■ **TASK BRIEF**: Using the records below, write out again exactly the lines that begin at the line containing "Which region of the image above contains the downspout?" and end at the line containing "Which region of the image above contains the white car?", and no other lines.

(Items from a dataset)
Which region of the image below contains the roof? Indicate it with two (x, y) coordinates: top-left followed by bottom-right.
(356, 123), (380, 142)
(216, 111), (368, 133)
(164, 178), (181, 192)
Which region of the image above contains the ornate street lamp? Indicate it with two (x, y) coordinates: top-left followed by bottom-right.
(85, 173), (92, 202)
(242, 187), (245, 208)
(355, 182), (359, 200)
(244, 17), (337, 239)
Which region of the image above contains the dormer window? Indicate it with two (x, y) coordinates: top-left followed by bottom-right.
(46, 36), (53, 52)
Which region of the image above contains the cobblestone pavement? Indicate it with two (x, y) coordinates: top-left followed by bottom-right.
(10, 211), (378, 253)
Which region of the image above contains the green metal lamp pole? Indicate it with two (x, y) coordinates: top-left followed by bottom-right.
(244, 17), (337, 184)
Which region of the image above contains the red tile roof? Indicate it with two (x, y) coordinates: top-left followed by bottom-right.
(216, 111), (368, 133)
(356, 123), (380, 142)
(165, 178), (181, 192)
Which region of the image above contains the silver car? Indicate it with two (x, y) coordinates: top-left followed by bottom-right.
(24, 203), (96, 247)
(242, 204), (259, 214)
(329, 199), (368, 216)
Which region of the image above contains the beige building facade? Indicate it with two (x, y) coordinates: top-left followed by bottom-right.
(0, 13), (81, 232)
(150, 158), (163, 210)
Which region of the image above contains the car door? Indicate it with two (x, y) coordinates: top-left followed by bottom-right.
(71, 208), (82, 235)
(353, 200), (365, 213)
==
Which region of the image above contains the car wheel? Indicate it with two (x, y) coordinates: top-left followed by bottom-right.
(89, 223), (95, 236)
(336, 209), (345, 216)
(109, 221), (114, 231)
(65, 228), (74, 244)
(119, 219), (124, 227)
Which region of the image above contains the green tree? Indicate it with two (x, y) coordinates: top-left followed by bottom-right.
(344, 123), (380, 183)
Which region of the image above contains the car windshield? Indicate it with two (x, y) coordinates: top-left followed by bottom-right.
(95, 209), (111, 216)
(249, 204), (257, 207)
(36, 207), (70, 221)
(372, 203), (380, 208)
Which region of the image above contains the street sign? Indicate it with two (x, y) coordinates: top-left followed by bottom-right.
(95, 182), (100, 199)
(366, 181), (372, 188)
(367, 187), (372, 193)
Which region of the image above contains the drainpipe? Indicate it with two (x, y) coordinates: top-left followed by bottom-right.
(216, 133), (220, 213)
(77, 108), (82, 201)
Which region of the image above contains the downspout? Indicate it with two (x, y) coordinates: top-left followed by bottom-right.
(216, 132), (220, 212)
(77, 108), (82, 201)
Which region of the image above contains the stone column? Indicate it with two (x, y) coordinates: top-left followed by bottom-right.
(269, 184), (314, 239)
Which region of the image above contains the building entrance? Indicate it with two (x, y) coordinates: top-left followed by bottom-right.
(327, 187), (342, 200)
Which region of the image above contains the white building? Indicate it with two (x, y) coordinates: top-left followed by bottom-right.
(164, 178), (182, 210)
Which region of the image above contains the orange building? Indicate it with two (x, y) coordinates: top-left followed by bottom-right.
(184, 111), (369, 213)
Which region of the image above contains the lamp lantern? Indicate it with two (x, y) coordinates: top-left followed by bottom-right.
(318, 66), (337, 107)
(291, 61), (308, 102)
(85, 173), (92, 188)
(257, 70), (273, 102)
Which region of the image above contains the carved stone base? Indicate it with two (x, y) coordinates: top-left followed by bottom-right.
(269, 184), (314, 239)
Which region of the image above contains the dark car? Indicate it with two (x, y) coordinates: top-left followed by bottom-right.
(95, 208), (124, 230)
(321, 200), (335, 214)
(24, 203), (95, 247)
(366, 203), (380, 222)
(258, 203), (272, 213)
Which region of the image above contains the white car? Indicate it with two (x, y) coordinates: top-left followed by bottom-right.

■ **WRITTEN ANSWER**:
Which region of the image above contains the downspout? Indicate it with two (x, y) coordinates: top-left followed by bottom-right.
(216, 132), (220, 212)
(77, 108), (82, 201)
Which region of the image above contains the stone column? Indicate it with two (x, y) coordinates: top-left followed by bottom-right.
(269, 184), (314, 239)
Which region of the image above contains the building entrance? Indicate it with two (x, y) coordinates: top-left followed by bottom-right.
(327, 187), (342, 200)
Which region of the image above contains the white building? Indicate it with two (x, y) coordinates: top-left followed by bottom-right.
(164, 178), (182, 210)
Which region of the image above contains the orange building? Indicate it with two (x, y) coordinates: top-left followed by bottom-right.
(184, 111), (369, 213)
Which region of the image above contains the lamp lantern? Indicate it with two (x, y) coordinates: top-left followed by bottom-right.
(318, 66), (337, 107)
(291, 61), (308, 102)
(85, 173), (92, 188)
(257, 70), (273, 102)
Which region of the image above contains the carved stone base? Indicate it with two (x, y) coordinates: top-left followed by bottom-right.
(269, 184), (314, 239)
Which region of the image above contains the dark car? Indicate it with two (x, y) coordinates: top-left followed by bottom-right.
(95, 208), (124, 230)
(321, 200), (335, 214)
(24, 203), (95, 247)
(366, 203), (380, 222)
(258, 203), (272, 213)
Which region of the image above contains the white car? Indicate it with two (x, y) coordinates: top-left followed by bottom-right.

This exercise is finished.